Image point grounding data
______

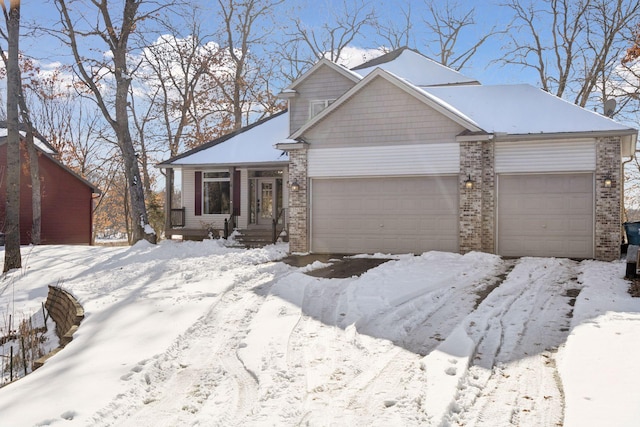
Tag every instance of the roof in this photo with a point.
(521, 110)
(252, 144)
(50, 156)
(416, 68)
(93, 188)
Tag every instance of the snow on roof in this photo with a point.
(253, 144)
(520, 110)
(415, 68)
(39, 142)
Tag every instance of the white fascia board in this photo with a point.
(564, 135)
(294, 145)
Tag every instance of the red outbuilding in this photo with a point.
(67, 199)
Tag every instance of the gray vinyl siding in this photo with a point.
(325, 83)
(382, 114)
(424, 159)
(546, 156)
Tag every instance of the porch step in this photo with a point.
(254, 238)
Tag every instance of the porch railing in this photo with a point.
(177, 217)
(231, 223)
(274, 226)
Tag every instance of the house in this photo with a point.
(402, 154)
(66, 198)
(239, 178)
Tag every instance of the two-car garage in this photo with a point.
(537, 210)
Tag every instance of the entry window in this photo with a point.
(216, 193)
(315, 107)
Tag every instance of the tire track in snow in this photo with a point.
(517, 331)
(200, 368)
(427, 319)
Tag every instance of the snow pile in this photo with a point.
(195, 333)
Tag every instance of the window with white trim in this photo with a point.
(316, 106)
(216, 193)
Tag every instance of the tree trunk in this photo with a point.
(36, 200)
(12, 256)
(140, 228)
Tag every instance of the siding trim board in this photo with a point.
(431, 159)
(545, 156)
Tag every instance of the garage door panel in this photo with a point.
(546, 215)
(393, 215)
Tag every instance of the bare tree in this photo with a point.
(397, 34)
(12, 256)
(447, 22)
(305, 44)
(241, 20)
(172, 74)
(570, 45)
(32, 153)
(115, 34)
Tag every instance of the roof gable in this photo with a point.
(250, 144)
(418, 93)
(522, 110)
(321, 63)
(416, 68)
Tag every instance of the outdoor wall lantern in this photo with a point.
(468, 183)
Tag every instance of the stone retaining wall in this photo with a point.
(67, 313)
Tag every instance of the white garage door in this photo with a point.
(389, 215)
(546, 215)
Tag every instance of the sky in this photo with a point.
(313, 13)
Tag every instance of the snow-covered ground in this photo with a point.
(196, 334)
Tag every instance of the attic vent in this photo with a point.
(316, 106)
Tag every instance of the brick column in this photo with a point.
(488, 197)
(298, 200)
(470, 216)
(608, 225)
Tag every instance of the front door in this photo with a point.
(266, 201)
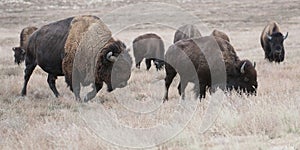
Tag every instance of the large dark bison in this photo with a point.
(151, 47)
(48, 48)
(272, 42)
(186, 32)
(19, 52)
(220, 34)
(240, 74)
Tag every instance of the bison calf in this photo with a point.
(272, 42)
(151, 47)
(240, 74)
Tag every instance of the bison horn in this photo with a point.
(110, 57)
(243, 68)
(269, 36)
(284, 37)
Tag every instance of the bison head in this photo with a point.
(244, 78)
(19, 54)
(119, 66)
(276, 45)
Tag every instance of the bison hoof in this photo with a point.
(86, 98)
(165, 99)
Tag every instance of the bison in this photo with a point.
(220, 34)
(186, 32)
(48, 47)
(272, 42)
(240, 74)
(151, 47)
(20, 51)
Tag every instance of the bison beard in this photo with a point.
(240, 75)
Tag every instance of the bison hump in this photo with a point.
(88, 35)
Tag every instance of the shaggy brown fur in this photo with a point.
(151, 47)
(179, 54)
(220, 34)
(186, 32)
(19, 52)
(272, 42)
(85, 61)
(78, 28)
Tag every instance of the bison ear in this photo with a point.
(284, 37)
(269, 36)
(110, 57)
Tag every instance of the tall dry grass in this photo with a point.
(269, 120)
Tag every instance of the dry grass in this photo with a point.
(269, 120)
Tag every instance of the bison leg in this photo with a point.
(181, 88)
(148, 63)
(28, 71)
(202, 91)
(51, 81)
(138, 64)
(170, 74)
(76, 85)
(92, 94)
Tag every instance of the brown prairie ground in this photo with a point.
(270, 120)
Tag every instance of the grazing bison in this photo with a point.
(240, 74)
(92, 56)
(272, 42)
(48, 48)
(20, 51)
(220, 34)
(186, 32)
(151, 47)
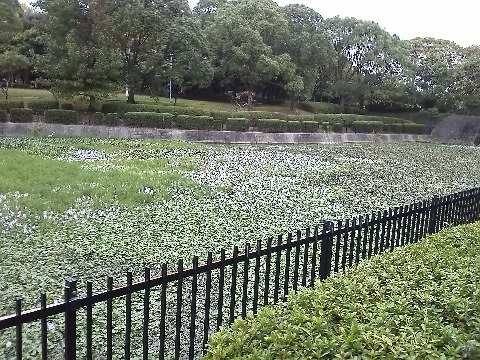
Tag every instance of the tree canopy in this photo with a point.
(272, 53)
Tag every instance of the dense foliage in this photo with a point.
(420, 301)
(91, 207)
(243, 51)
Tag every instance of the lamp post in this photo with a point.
(171, 69)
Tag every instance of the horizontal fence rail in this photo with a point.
(172, 315)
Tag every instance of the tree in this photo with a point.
(361, 48)
(11, 63)
(434, 62)
(243, 37)
(76, 60)
(10, 21)
(308, 48)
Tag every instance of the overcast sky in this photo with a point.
(456, 20)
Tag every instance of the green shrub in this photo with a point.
(295, 126)
(272, 125)
(412, 128)
(310, 126)
(11, 104)
(337, 127)
(21, 115)
(66, 106)
(40, 106)
(237, 124)
(3, 115)
(301, 118)
(420, 301)
(367, 126)
(148, 119)
(96, 118)
(393, 128)
(111, 119)
(59, 116)
(188, 122)
(118, 107)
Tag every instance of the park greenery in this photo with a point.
(242, 50)
(418, 302)
(103, 206)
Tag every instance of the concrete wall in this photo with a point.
(214, 137)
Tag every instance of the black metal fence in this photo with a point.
(173, 314)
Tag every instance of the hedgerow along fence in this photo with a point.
(173, 314)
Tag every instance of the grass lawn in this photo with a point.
(82, 104)
(90, 207)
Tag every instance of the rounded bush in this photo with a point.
(59, 116)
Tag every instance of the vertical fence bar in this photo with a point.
(193, 308)
(233, 288)
(365, 225)
(109, 318)
(287, 267)
(70, 319)
(163, 312)
(433, 217)
(128, 316)
(221, 284)
(297, 261)
(337, 246)
(257, 276)
(358, 239)
(266, 288)
(345, 243)
(305, 257)
(276, 289)
(313, 270)
(43, 324)
(208, 287)
(371, 236)
(352, 242)
(146, 313)
(178, 315)
(18, 328)
(90, 320)
(246, 264)
(326, 250)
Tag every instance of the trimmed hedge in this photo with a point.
(310, 126)
(3, 115)
(40, 106)
(272, 125)
(295, 126)
(148, 119)
(11, 104)
(367, 126)
(414, 128)
(21, 115)
(59, 116)
(188, 122)
(237, 124)
(420, 301)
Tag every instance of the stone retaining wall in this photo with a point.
(213, 137)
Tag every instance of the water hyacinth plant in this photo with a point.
(91, 207)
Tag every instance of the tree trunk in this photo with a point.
(250, 100)
(91, 103)
(131, 96)
(292, 102)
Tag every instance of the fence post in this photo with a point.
(70, 320)
(326, 250)
(433, 217)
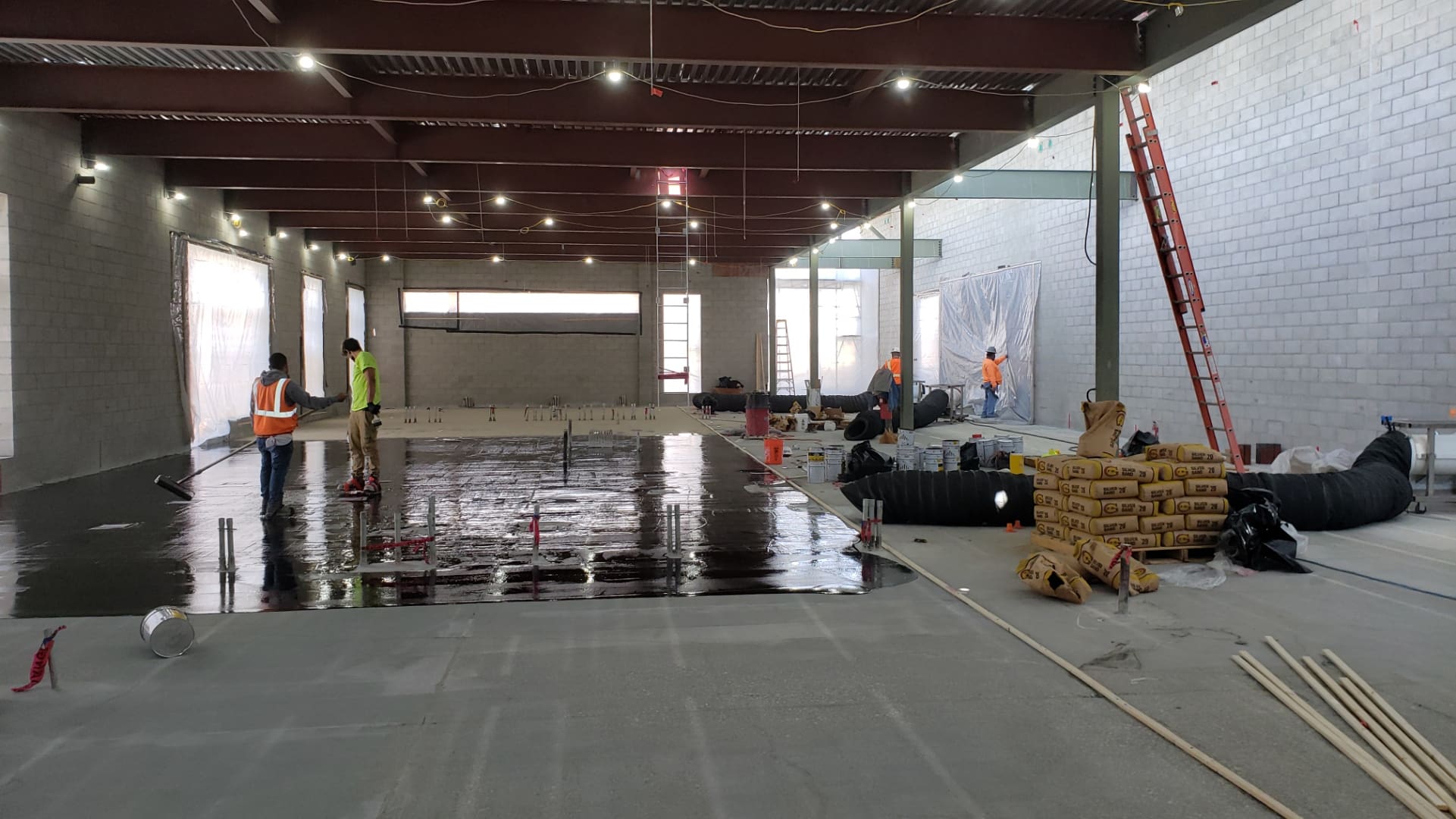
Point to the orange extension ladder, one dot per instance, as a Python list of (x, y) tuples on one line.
[(1157, 191)]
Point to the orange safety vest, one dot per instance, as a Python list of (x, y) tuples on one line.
[(273, 413), (991, 371)]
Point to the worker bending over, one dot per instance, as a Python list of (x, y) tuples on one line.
[(991, 381), (274, 407), (363, 414)]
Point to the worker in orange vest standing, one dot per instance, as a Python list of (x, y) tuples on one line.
[(274, 407), (893, 365), (991, 381)]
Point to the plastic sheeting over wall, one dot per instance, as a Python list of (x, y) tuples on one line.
[(992, 309)]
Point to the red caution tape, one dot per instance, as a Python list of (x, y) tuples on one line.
[(42, 657)]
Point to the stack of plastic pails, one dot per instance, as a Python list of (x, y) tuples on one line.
[(950, 455), (757, 410), (816, 466), (833, 461), (906, 457)]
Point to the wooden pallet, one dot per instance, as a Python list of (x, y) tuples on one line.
[(1176, 554)]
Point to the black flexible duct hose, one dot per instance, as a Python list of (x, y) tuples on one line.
[(1376, 488), (868, 423), (785, 403), (947, 499)]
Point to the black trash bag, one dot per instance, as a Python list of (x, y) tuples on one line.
[(1139, 444), (1253, 537), (864, 461)]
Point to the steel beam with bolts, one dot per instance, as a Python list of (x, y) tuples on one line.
[(590, 31), (188, 93), (515, 146), (258, 174), (725, 212)]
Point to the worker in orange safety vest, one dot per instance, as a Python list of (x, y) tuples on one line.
[(991, 381), (274, 407)]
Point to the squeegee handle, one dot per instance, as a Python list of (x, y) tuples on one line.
[(249, 445)]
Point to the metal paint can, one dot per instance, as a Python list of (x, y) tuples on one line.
[(950, 455), (816, 466), (166, 632)]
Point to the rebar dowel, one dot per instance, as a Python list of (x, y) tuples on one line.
[(232, 561), (363, 539)]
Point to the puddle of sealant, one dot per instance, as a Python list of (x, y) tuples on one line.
[(603, 531)]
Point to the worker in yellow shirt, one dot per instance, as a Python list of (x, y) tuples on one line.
[(893, 365), (365, 395), (991, 381)]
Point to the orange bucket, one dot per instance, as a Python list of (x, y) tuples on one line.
[(774, 450)]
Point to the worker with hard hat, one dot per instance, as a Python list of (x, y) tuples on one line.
[(991, 381), (893, 365), (274, 407)]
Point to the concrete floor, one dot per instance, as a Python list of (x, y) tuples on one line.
[(896, 703)]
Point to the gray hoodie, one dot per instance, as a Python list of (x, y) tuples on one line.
[(293, 392)]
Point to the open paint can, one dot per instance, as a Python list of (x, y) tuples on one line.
[(166, 632)]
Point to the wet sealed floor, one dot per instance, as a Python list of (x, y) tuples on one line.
[(117, 544)]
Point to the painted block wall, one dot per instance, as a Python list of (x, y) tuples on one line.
[(440, 368), (93, 366), (1312, 161)]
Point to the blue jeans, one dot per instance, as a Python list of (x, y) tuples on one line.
[(274, 469), (989, 409)]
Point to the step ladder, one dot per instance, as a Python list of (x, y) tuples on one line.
[(782, 363), (1171, 242)]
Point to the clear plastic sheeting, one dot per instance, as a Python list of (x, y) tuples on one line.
[(992, 309), (313, 334), (223, 318)]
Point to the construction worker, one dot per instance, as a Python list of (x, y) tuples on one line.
[(893, 365), (363, 420), (991, 381), (274, 407)]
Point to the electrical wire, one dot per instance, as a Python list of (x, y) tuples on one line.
[(1379, 579)]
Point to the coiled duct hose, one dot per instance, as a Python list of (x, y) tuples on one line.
[(947, 499), (868, 423), (1376, 488), (785, 403)]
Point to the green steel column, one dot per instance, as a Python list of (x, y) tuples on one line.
[(1107, 150), (907, 314)]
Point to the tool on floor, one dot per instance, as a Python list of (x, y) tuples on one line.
[(175, 487), (44, 661), (1171, 245)]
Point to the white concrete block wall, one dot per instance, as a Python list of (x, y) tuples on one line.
[(440, 368), (95, 371), (1310, 156)]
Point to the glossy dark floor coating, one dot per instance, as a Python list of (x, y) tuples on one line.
[(603, 531)]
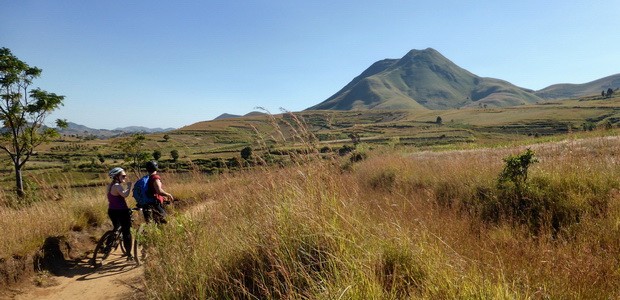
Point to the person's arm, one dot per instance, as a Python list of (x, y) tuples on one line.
[(160, 190), (117, 190)]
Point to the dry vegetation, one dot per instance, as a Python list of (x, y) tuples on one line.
[(395, 222), (401, 226)]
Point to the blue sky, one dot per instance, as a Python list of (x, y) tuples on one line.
[(174, 63)]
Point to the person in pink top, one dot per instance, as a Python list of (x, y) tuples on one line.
[(118, 211)]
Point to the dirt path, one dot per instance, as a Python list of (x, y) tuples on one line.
[(116, 279)]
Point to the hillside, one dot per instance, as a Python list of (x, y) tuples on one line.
[(566, 90), (423, 79)]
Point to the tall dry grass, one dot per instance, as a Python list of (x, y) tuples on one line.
[(48, 211), (397, 226)]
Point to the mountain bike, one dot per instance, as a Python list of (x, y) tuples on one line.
[(140, 252), (108, 243)]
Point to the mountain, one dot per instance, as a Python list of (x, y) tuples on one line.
[(423, 79), (226, 116), (230, 116), (567, 90)]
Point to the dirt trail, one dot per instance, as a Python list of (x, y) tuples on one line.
[(116, 279)]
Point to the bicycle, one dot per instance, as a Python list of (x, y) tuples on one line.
[(108, 243), (139, 249)]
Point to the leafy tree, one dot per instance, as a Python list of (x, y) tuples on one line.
[(246, 153), (23, 112), (515, 171), (355, 138), (156, 155), (175, 155)]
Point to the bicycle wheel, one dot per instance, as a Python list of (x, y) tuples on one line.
[(106, 244), (139, 251)]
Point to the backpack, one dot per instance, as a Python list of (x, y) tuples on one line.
[(140, 192)]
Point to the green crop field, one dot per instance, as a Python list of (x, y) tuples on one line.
[(203, 144)]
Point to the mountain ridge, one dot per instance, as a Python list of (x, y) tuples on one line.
[(425, 79)]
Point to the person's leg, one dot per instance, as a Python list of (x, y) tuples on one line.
[(146, 212), (161, 213), (113, 214), (125, 221)]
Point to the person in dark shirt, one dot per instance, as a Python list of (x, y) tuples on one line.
[(118, 211), (155, 189)]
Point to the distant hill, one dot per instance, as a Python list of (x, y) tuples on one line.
[(81, 130), (566, 90), (226, 116), (425, 79), (230, 116)]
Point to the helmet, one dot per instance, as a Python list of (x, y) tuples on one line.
[(115, 172), (151, 166)]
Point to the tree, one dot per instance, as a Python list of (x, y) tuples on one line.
[(156, 155), (23, 112), (175, 155)]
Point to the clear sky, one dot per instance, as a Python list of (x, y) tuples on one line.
[(174, 63)]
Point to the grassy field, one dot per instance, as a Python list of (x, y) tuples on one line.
[(402, 225), (415, 211)]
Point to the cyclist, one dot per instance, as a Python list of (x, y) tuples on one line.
[(157, 191), (118, 211)]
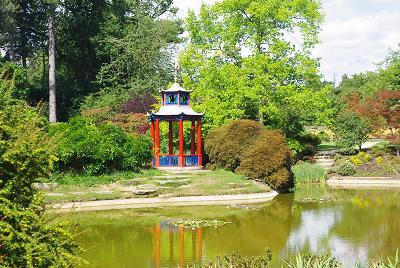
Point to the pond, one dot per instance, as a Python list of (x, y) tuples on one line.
[(351, 224)]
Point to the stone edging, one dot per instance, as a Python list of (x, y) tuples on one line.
[(163, 202)]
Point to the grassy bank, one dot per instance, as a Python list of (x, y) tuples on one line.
[(151, 183), (305, 172), (301, 260)]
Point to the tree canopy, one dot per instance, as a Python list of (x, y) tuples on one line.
[(242, 62)]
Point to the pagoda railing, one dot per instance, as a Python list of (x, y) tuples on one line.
[(168, 160), (172, 160), (191, 160)]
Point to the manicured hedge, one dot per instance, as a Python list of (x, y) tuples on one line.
[(248, 148), (82, 146)]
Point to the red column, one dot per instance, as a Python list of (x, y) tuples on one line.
[(157, 245), (152, 135), (192, 147), (199, 245), (182, 247), (199, 151), (157, 138), (170, 141), (181, 156)]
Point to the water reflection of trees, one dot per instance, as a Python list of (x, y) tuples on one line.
[(371, 219), (267, 227)]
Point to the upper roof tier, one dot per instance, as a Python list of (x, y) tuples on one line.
[(175, 88), (176, 102)]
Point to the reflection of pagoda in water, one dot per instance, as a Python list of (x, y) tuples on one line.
[(173, 243)]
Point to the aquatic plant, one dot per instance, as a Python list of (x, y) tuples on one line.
[(237, 260), (309, 260), (193, 224)]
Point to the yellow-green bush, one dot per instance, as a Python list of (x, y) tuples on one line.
[(28, 237), (355, 159), (379, 160)]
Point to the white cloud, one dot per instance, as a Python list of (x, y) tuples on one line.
[(356, 34)]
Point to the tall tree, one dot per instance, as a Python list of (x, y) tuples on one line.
[(52, 67), (242, 62)]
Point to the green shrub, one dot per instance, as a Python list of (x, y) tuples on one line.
[(225, 145), (309, 260), (355, 159), (250, 149), (28, 237), (84, 147), (379, 160), (305, 172), (310, 138), (237, 260), (324, 136), (351, 130), (295, 146), (268, 160), (360, 158), (346, 169)]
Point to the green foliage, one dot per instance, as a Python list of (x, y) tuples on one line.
[(356, 160), (225, 145), (346, 169), (28, 238), (24, 152), (247, 147), (305, 172), (276, 82), (379, 160), (13, 82), (360, 158), (84, 147), (309, 260), (295, 146), (351, 130), (268, 159), (136, 49), (31, 239), (93, 180), (133, 123), (237, 260)]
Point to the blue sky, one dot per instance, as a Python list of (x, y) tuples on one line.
[(355, 36)]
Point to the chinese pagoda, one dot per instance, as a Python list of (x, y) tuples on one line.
[(176, 108)]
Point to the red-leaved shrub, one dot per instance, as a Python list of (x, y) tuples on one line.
[(247, 147)]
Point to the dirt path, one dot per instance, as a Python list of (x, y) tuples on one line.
[(162, 202)]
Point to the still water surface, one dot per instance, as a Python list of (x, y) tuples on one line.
[(351, 224)]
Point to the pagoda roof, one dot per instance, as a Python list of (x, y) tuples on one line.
[(175, 88), (166, 110)]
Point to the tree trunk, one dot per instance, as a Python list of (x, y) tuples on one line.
[(11, 50), (52, 70)]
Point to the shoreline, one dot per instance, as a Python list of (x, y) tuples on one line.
[(163, 202), (363, 182)]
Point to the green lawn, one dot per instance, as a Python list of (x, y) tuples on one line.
[(123, 185)]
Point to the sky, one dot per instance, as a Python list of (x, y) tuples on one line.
[(356, 34)]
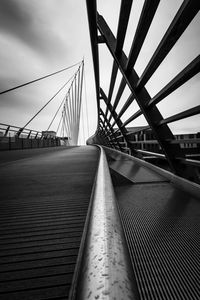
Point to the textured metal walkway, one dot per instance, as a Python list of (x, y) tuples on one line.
[(44, 201), (161, 224)]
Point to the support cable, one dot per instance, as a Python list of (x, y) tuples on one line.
[(59, 125), (35, 80), (56, 113), (86, 104), (46, 104)]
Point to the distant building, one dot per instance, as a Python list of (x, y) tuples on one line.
[(144, 139)]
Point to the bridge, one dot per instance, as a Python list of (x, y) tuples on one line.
[(117, 218)]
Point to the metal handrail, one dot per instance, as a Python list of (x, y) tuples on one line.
[(105, 269), (147, 105)]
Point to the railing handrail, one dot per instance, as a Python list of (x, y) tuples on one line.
[(105, 268)]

______

• **Work item**
Produce an exact copy of the lines from the one containing "Point to the distant building, one" through the final line of the data, both ends included, and only those.

• **Finished exercise**
Point to the distant building, one dot per instance, as a Python list of (x, y) tuples on one line.
[(144, 139)]
Point to the bridge, one dot per instance, as a Python list of (x, y) tuples on one line.
[(117, 218)]
Point to the metal handrail, one dot per instance, as a Python list of (x, y) tuples on one line.
[(105, 269), (147, 105)]
Point to the railing handrail, one dot per instance, as a Python list of (x, y) tuples on one line.
[(105, 268)]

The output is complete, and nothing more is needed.